Instructions to follow — The full data must be written out exactly, with every line included.
=== Available data ===
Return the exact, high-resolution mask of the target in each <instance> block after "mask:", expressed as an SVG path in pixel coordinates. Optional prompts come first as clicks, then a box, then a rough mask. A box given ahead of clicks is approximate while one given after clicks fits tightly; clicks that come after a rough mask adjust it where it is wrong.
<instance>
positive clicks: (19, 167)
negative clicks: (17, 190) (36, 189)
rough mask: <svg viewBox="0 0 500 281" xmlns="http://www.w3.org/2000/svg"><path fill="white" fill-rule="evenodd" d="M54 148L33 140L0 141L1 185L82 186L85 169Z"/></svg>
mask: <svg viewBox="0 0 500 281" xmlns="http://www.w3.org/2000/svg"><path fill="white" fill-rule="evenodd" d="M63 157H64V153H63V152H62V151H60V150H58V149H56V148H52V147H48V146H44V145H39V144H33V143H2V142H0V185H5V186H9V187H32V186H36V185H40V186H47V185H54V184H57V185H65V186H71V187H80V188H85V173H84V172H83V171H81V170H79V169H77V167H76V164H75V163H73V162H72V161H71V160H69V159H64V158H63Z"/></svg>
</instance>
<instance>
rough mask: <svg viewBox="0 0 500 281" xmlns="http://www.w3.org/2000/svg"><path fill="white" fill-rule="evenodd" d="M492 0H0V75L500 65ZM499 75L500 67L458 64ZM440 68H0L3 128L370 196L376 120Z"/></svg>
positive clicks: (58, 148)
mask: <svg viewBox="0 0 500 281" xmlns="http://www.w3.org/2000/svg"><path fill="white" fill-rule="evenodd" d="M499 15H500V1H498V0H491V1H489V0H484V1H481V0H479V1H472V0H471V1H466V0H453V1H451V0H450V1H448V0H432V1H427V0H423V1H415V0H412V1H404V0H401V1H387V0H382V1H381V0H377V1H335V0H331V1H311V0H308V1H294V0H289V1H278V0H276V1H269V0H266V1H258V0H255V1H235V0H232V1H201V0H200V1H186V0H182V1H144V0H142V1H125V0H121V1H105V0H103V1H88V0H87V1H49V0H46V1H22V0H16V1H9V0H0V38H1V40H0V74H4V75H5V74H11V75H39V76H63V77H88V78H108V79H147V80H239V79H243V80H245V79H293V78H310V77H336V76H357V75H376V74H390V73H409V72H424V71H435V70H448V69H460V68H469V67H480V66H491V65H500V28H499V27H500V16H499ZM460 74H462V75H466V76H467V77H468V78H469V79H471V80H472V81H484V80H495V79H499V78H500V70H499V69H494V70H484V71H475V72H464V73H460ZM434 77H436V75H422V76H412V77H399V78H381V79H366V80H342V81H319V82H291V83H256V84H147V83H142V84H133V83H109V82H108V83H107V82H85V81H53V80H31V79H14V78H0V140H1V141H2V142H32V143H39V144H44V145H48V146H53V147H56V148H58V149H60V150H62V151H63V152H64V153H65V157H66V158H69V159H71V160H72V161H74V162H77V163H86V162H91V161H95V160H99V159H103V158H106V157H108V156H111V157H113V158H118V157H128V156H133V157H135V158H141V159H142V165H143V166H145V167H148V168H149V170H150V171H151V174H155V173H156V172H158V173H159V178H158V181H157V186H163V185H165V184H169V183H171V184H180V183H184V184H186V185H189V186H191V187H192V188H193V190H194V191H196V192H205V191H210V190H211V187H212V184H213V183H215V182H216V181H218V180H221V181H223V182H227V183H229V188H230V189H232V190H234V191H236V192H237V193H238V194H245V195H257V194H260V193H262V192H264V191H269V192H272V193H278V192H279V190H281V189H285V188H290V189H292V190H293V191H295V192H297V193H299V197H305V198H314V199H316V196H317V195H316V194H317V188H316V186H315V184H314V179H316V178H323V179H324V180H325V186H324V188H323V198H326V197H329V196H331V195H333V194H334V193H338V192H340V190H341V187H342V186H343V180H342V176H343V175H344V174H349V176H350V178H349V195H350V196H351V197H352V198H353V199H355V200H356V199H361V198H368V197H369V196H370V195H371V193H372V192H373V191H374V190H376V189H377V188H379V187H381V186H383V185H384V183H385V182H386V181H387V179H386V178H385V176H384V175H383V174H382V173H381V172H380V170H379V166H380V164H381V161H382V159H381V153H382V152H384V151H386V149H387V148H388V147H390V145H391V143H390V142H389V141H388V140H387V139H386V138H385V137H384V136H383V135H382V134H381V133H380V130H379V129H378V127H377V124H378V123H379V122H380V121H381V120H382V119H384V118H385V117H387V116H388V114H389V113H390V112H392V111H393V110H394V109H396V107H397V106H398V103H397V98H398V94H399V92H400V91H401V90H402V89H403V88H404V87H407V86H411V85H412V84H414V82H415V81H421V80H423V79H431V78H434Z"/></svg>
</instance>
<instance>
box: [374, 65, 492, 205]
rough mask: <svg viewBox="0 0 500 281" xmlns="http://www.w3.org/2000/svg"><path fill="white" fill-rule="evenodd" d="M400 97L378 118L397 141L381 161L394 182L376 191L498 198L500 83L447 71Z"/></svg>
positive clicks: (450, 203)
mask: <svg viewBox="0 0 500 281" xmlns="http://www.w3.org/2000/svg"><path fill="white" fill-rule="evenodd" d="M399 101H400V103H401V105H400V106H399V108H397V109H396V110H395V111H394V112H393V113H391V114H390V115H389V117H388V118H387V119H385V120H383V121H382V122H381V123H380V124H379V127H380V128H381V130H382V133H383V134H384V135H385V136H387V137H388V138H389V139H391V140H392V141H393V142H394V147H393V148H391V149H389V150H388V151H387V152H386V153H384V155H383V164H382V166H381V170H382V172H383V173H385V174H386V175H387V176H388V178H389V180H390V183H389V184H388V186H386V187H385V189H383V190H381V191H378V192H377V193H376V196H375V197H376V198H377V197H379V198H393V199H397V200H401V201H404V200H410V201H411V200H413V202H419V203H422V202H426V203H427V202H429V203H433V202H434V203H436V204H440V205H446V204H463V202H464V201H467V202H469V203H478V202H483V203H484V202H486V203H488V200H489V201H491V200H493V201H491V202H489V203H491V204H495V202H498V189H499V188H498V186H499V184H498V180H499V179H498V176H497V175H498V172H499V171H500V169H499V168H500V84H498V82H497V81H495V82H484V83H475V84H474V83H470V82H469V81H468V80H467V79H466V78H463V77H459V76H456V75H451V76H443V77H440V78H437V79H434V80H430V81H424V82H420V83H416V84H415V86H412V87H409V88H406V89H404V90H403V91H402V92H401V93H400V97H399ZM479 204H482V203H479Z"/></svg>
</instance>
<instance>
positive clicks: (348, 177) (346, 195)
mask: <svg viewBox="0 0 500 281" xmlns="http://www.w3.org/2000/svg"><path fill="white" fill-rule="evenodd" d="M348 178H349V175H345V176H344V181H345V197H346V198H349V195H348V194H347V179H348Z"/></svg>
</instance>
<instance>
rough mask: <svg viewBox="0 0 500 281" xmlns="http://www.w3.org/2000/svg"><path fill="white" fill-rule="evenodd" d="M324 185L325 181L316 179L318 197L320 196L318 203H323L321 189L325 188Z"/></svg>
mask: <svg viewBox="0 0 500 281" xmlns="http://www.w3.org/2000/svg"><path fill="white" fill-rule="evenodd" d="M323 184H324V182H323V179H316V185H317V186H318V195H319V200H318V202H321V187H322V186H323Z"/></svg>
===
Task result —
Return the exact, high-resolution mask of the target in each <instance> block after "mask:", expressed as an SVG path in pixel coordinates. Optional prompts come first as clicks, then a box, then a rough mask. A box given ahead of clicks is approximate while one given after clicks fits tightly; clicks that come after a rough mask adjust it where it is wrong.
<instance>
positive clicks: (19, 167)
negative clicks: (17, 190) (36, 189)
rough mask: <svg viewBox="0 0 500 281" xmlns="http://www.w3.org/2000/svg"><path fill="white" fill-rule="evenodd" d="M54 148L33 140L0 141L1 185L82 186L85 169Z"/></svg>
mask: <svg viewBox="0 0 500 281" xmlns="http://www.w3.org/2000/svg"><path fill="white" fill-rule="evenodd" d="M63 157H64V153H63V152H62V151H60V150H58V149H56V148H52V147H48V146H44V145H39V144H33V143H2V142H0V185H5V186H9V187H32V186H36V185H40V186H47V185H54V184H57V185H65V186H71V187H80V188H85V173H84V172H83V171H81V170H79V169H77V167H76V164H75V163H73V162H72V161H71V160H69V159H64V158H63Z"/></svg>
</instance>
<instance>
rough mask: <svg viewBox="0 0 500 281" xmlns="http://www.w3.org/2000/svg"><path fill="white" fill-rule="evenodd" d="M492 0H0V75L500 65ZM499 75L500 67L458 64ZM440 68H0L3 128L370 196L376 120Z"/></svg>
positive clicks: (58, 148)
mask: <svg viewBox="0 0 500 281" xmlns="http://www.w3.org/2000/svg"><path fill="white" fill-rule="evenodd" d="M499 15H500V1H498V0H491V1H489V0H484V1H481V0H479V1H472V0H471V1H466V0H453V1H451V0H450V1H448V0H432V1H427V0H423V1H415V0H412V1H404V0H401V1H387V0H382V1H381V0H377V1H335V0H331V1H311V0H308V1H294V0H289V1H278V0H276V1H269V0H266V1H258V0H255V1H235V0H232V1H201V0H200V1H186V0H182V1H144V0H142V1H125V0H121V1H105V0H103V1H88V0H87V1H49V0H46V1H22V0H16V1H9V0H0V38H1V40H0V74H4V75H5V74H11V75H39V76H63V77H88V78H108V79H147V80H239V79H243V80H245V79H293V78H310V77H336V76H357V75H376V74H390V73H409V72H424V71H435V70H448V69H460V68H469V67H480V66H491V65H500V28H499V27H500V16H499ZM460 74H462V75H466V76H467V77H468V78H469V79H471V80H472V81H484V80H495V79H499V78H500V70H499V69H494V70H484V71H475V72H464V73H460ZM434 77H436V75H422V76H412V77H399V78H381V79H366V80H342V81H319V82H291V83H256V84H147V83H142V84H133V83H109V82H108V83H107V82H85V81H53V80H31V79H14V78H0V140H1V141H2V142H32V143H39V144H44V145H48V146H53V147H56V148H58V149H60V150H62V151H63V152H64V153H65V157H66V158H69V159H71V160H72V161H74V162H77V163H86V162H91V161H95V160H99V159H103V158H106V157H108V156H111V157H113V158H118V157H128V156H133V157H135V158H141V159H142V165H143V166H145V167H148V168H149V170H150V171H151V174H155V173H156V172H158V173H159V178H158V181H157V186H163V185H165V184H169V183H171V184H180V183H184V184H186V185H189V186H191V187H192V188H193V190H194V191H196V192H205V191H210V190H211V187H212V184H213V183H215V182H216V181H218V180H221V181H223V182H227V183H229V188H230V189H232V190H234V191H236V192H237V193H238V194H245V195H257V194H260V193H262V192H264V191H269V192H272V193H278V192H279V190H281V189H285V188H290V189H292V190H293V191H295V192H297V193H299V197H305V198H314V199H316V196H317V195H316V194H317V188H316V186H315V184H314V179H316V178H323V179H324V180H325V186H324V188H323V198H326V197H329V196H331V195H333V194H334V193H338V192H340V190H341V187H342V186H343V180H342V176H343V175H344V174H349V176H350V178H349V195H350V196H351V197H352V198H353V199H355V200H356V199H361V198H368V197H369V196H370V195H371V193H372V192H373V191H374V190H376V189H377V188H379V187H381V186H383V185H384V183H385V182H386V181H387V179H386V178H385V176H384V175H383V174H382V173H381V172H380V170H379V166H380V164H381V161H382V159H381V153H382V152H384V151H386V149H387V148H388V147H390V145H391V143H390V142H389V141H388V140H387V139H386V138H385V137H384V136H383V135H382V134H381V133H380V130H379V129H378V127H377V124H378V123H379V122H380V121H381V120H382V119H384V118H385V117H387V116H388V114H389V113H390V112H392V111H393V110H394V109H396V107H397V106H398V103H397V98H398V94H399V92H400V91H401V90H402V89H403V88H404V87H407V86H411V85H412V84H414V82H415V81H421V80H423V79H431V78H434Z"/></svg>
</instance>
<instance>
box: [374, 65, 492, 205]
rough mask: <svg viewBox="0 0 500 281" xmlns="http://www.w3.org/2000/svg"><path fill="white" fill-rule="evenodd" d="M400 97L378 118L397 141L381 161L394 182L376 191L498 198L500 83L447 71Z"/></svg>
positive clicks: (450, 203)
mask: <svg viewBox="0 0 500 281" xmlns="http://www.w3.org/2000/svg"><path fill="white" fill-rule="evenodd" d="M399 101H400V103H401V105H400V106H399V108H397V109H396V110H395V111H394V112H393V113H391V114H390V115H389V117H388V118H387V119H385V120H383V121H382V122H381V123H380V124H379V127H380V128H381V130H382V133H383V134H384V135H385V136H387V137H388V138H389V139H391V140H392V141H393V142H394V147H393V148H391V149H389V150H388V151H387V152H386V153H384V155H383V164H382V166H381V170H382V172H383V173H385V174H386V175H387V176H388V178H389V180H390V183H389V184H388V186H386V187H385V189H383V190H381V191H378V192H377V193H376V196H375V197H376V198H377V197H379V198H393V199H397V200H401V201H404V200H410V201H411V200H413V202H419V203H422V202H426V203H427V202H429V203H433V202H434V203H436V204H440V205H446V204H463V202H464V201H467V202H469V203H478V202H483V203H484V202H486V203H488V200H489V201H491V200H493V201H491V202H489V203H491V204H495V202H498V189H499V188H498V186H499V184H498V180H499V179H498V176H497V175H498V172H499V171H500V169H499V168H500V84H498V82H497V81H495V82H484V83H475V84H474V83H470V82H469V81H468V80H467V79H466V78H463V77H459V76H456V75H451V76H443V77H440V78H437V79H434V80H430V81H424V82H420V83H416V84H415V86H412V87H409V88H406V89H404V90H403V91H402V92H401V93H400V97H399ZM479 204H482V203H479Z"/></svg>
</instance>
<instance>
positive clicks: (348, 177) (346, 195)
mask: <svg viewBox="0 0 500 281" xmlns="http://www.w3.org/2000/svg"><path fill="white" fill-rule="evenodd" d="M348 178H349V175H345V176H344V181H345V197H346V198H349V195H348V194H347V179H348Z"/></svg>
</instance>
<instance>
rough mask: <svg viewBox="0 0 500 281" xmlns="http://www.w3.org/2000/svg"><path fill="white" fill-rule="evenodd" d="M324 185L325 181L316 179L318 197L320 196L318 203H323L321 189L325 188Z"/></svg>
mask: <svg viewBox="0 0 500 281" xmlns="http://www.w3.org/2000/svg"><path fill="white" fill-rule="evenodd" d="M323 184H324V182H323V179H316V185H317V186H318V195H319V200H318V202H321V187H322V186H323Z"/></svg>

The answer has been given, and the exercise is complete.